- EXERCISE AIM
Copy each entry below exactly as it reads.

- PROVIDED DATA

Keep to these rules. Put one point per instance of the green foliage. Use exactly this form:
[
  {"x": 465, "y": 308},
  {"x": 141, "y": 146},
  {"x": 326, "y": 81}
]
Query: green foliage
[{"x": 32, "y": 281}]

- RESPONSE BELOW
Keep to these rules. Put one point per instance of the green foliage. Use exactly this form:
[
  {"x": 465, "y": 308},
  {"x": 141, "y": 146},
  {"x": 326, "y": 81}
]
Query: green foliage
[{"x": 32, "y": 281}]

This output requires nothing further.